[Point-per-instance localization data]
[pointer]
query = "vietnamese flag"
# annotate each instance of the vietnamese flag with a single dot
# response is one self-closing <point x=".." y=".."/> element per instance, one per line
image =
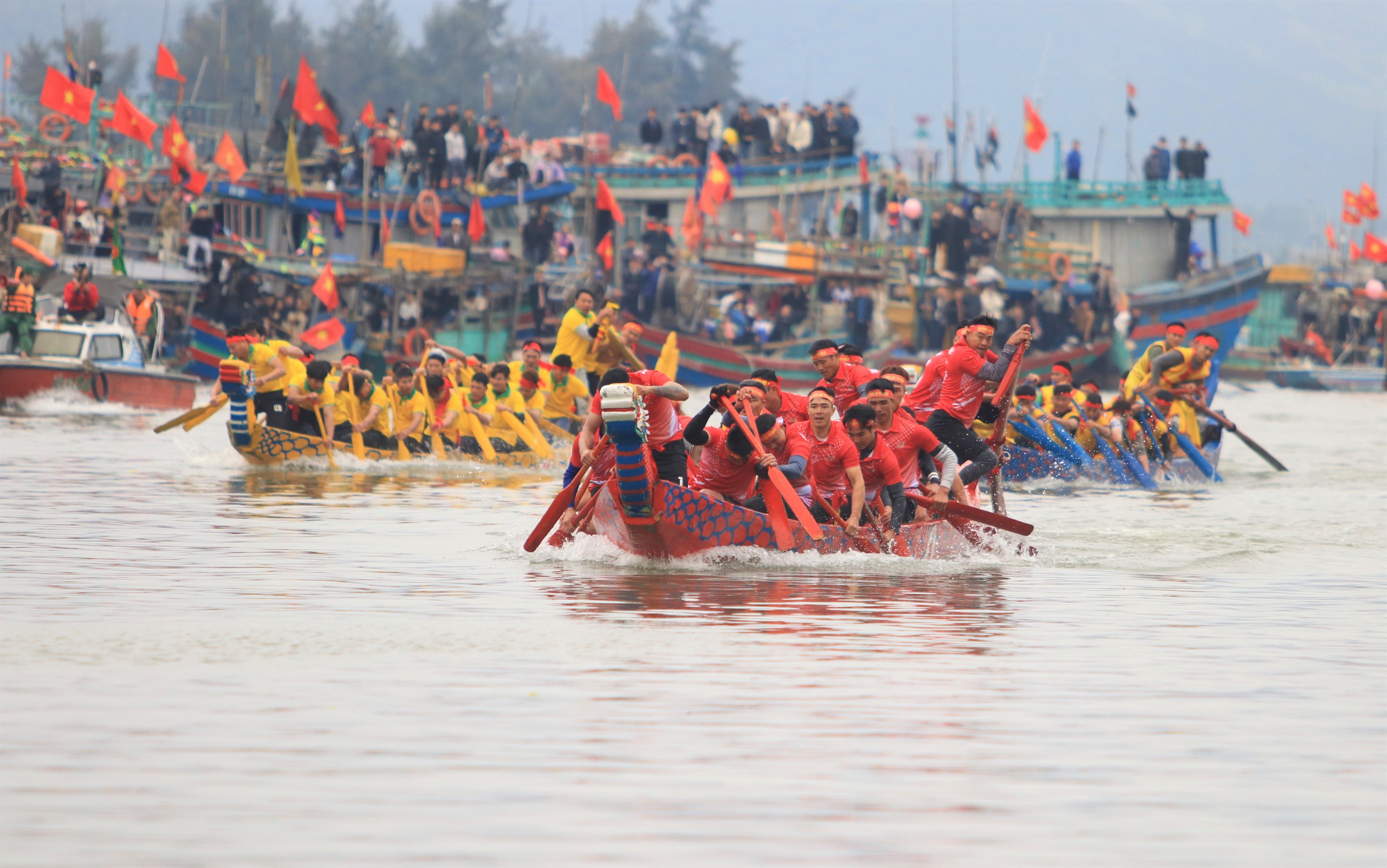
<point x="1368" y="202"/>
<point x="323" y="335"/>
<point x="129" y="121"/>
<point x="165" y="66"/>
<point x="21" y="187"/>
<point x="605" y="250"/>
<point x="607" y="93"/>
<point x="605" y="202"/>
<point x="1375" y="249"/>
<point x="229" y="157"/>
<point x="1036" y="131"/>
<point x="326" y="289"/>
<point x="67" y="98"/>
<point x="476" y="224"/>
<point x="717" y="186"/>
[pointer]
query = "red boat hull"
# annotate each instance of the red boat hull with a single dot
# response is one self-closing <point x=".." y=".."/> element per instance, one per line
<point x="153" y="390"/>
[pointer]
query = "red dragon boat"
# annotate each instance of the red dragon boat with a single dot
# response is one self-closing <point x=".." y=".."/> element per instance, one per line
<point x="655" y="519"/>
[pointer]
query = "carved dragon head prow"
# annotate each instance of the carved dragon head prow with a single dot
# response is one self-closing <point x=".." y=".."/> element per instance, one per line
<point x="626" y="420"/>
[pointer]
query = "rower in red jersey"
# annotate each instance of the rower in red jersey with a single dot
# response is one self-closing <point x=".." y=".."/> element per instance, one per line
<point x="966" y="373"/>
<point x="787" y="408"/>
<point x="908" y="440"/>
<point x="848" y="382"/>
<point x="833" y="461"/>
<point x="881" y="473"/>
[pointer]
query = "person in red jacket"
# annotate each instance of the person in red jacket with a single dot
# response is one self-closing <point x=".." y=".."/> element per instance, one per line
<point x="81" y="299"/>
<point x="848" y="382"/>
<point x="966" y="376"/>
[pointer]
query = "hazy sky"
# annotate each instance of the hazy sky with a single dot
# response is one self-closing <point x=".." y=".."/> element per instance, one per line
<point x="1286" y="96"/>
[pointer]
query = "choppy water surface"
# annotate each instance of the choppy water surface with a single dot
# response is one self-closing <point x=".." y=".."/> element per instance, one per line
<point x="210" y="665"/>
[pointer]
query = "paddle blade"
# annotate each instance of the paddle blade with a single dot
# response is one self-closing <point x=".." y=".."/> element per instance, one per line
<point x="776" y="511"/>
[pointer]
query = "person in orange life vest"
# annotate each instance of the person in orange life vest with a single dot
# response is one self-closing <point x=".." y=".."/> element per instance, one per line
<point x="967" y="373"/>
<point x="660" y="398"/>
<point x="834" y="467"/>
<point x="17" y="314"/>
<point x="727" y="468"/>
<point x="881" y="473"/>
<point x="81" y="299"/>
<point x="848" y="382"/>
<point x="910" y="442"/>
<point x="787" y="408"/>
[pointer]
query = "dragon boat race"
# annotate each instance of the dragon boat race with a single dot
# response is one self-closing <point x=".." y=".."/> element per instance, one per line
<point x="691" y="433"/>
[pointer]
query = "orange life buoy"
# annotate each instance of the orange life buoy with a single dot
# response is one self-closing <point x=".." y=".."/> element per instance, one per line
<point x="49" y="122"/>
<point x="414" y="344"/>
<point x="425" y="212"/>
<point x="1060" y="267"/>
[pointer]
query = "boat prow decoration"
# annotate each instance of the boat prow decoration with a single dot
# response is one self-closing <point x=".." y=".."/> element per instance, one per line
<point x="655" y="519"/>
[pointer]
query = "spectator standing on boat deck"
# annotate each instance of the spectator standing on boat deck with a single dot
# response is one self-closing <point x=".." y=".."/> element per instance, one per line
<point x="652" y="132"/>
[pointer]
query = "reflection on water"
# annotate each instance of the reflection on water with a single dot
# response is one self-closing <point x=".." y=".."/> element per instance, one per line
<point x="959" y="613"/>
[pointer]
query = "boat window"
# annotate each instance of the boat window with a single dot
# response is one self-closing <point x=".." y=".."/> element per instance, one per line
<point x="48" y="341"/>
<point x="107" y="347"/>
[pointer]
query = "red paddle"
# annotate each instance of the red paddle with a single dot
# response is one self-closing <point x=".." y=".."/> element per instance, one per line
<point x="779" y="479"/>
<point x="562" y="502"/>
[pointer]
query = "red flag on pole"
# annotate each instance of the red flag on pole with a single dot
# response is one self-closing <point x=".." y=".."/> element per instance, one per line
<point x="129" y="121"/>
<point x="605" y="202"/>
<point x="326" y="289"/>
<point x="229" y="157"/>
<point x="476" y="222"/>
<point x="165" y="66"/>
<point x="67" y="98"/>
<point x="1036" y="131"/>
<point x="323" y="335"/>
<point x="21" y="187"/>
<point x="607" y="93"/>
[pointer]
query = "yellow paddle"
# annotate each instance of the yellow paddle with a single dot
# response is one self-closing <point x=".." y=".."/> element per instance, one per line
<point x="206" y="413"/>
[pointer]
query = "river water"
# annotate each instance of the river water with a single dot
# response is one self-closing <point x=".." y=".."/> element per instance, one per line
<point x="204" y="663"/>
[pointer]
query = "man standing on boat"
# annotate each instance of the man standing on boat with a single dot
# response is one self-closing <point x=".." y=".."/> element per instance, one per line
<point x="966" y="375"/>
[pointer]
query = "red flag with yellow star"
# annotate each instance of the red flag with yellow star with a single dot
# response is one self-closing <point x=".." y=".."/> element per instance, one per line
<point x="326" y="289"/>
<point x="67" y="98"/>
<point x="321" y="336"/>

**WHAT THE EXERCISE ASKS**
Reproduce every record verbatim, please. Omit the images.

**EXERCISE RESULT**
[pointer]
query = "vietnamese flag"
# annotate each instance of the vietnamese flag with a single dot
# response is one self-closing <point x=".." y=".."/> element per instance, one per line
image =
<point x="1368" y="202"/>
<point x="323" y="335"/>
<point x="129" y="121"/>
<point x="165" y="66"/>
<point x="21" y="187"/>
<point x="605" y="250"/>
<point x="607" y="93"/>
<point x="605" y="202"/>
<point x="1375" y="249"/>
<point x="229" y="157"/>
<point x="1036" y="131"/>
<point x="326" y="289"/>
<point x="67" y="98"/>
<point x="476" y="224"/>
<point x="717" y="186"/>
[pointer]
query = "red boat hull"
# annotate each instance of the red boat hull with a single dot
# response is one self-closing <point x=".." y=".."/> element per instance, one per line
<point x="153" y="390"/>
[pointer]
query = "red dragon boat"
# annotate each instance of the red dragon boat with a single dot
# response is one self-closing <point x=".." y=".."/> element per instance, one per line
<point x="655" y="519"/>
[pointer]
query = "carved dragon head prow"
# annotate each instance of the carved dragon head prow with a single dot
# response is one self-closing <point x=".." y=".."/> element per instance, one per line
<point x="626" y="420"/>
[pointer]
query = "rower in red jersey"
# annotate each instance of the rower in red jersey with a single dot
# response is one self-closing <point x=".." y=".."/> element per instance, one per line
<point x="966" y="373"/>
<point x="787" y="408"/>
<point x="908" y="440"/>
<point x="848" y="382"/>
<point x="833" y="461"/>
<point x="881" y="473"/>
[pointer]
query = "person in red jacket"
# annotate each instance of the person in red jacket with a single dot
# response is one self-closing <point x=".." y=".."/> element per instance, one per line
<point x="81" y="299"/>
<point x="848" y="382"/>
<point x="966" y="376"/>
[pointer]
query = "hazy sky"
# annotate each instance of the hazy sky with a single dot
# response is one self-closing <point x=".." y=".."/> element per instance, one per line
<point x="1286" y="96"/>
[pointer]
query = "choppy water surface"
# annotate each instance of the choppy water surface with a single dot
# response is one self-closing <point x=".." y=".."/> element per instance, one per line
<point x="210" y="665"/>
[pointer]
query = "paddle blade"
# annotate each instance of the paddle blade with a single dot
# response is one self-closing <point x=".." y=".."/> element per instance, one per line
<point x="776" y="511"/>
[pointer]
query = "person in orange life vest"
# annotate each instance of the person in orange life vest with a single dot
# response is one self-closing <point x=".." y=".."/> element per instance, one per line
<point x="967" y="373"/>
<point x="660" y="398"/>
<point x="834" y="467"/>
<point x="17" y="314"/>
<point x="727" y="468"/>
<point x="881" y="473"/>
<point x="81" y="299"/>
<point x="848" y="382"/>
<point x="910" y="442"/>
<point x="787" y="408"/>
[pointer]
query = "dragon boat race"
# annotate each instance of the dragon boat race with a single dot
# response is one self-closing <point x=".." y=".."/> element per instance, one per line
<point x="691" y="433"/>
[pointer]
query = "orange life buoy"
# annotate each instance of the orange life buoy with a single dot
# response is one self-closing <point x=".." y=".."/> element per instance, one per line
<point x="49" y="122"/>
<point x="414" y="344"/>
<point x="425" y="212"/>
<point x="1060" y="267"/>
[pointer]
query = "boat prow decoration"
# annotate each instance of the boat prow decoration with a single dot
# response is one self-closing <point x=".." y=".."/> element per instance, one per line
<point x="655" y="519"/>
[pointer]
query = "spectator standing on boat deck"
# annotate each instance of the spectator standing on boat deck with a single dot
# response is one self-closing <point x=".." y=".."/> element per instance, one per line
<point x="652" y="132"/>
[pointer]
query = "reflection on water"
# annotate each instance of the reflection on water with a single dot
# response is one self-closing <point x=".." y=".."/> element per instance, one per line
<point x="959" y="613"/>
[pointer]
query = "boat window"
# annotate each instance of the boat window with a single dot
# response is one self-closing <point x=".." y=".."/> element per instance, one per line
<point x="48" y="341"/>
<point x="107" y="347"/>
[pointer]
query = "red paddle"
# annotate each instance of the red paddle with a single dot
# response is one self-closing <point x=".." y=".."/> element per instance, one per line
<point x="779" y="479"/>
<point x="562" y="502"/>
[pointer]
query = "red flag on pole"
# annotate each instance of the red flag on pole with a single dot
# response is one self-closing <point x=".." y=".."/> element per instance, one per line
<point x="129" y="121"/>
<point x="605" y="202"/>
<point x="326" y="289"/>
<point x="229" y="157"/>
<point x="476" y="222"/>
<point x="165" y="66"/>
<point x="67" y="98"/>
<point x="1036" y="131"/>
<point x="323" y="335"/>
<point x="21" y="187"/>
<point x="607" y="93"/>
[pointer]
query = "yellow paddle"
# annotate each instance of the yellow paddle with a single dot
# response is one self-closing <point x=".." y=".."/> element per instance, one per line
<point x="206" y="413"/>
[pointer]
query = "river water"
# annotate each instance of the river water with a single dot
# response is one self-closing <point x=".." y=".."/> element per instance, one per line
<point x="204" y="663"/>
[pointer]
query = "man standing on boat"
# annotate each instance of the man standing on boat with a single dot
# response is one self-closing <point x=".." y=".."/> element per instance, one per line
<point x="966" y="375"/>
[pointer]
query = "red flag with yellow star"
# annotate each instance of the red flag with yellow star with a single dot
# response is one self-closing <point x=".." y=".."/> element per instance, one per line
<point x="326" y="289"/>
<point x="67" y="98"/>
<point x="321" y="336"/>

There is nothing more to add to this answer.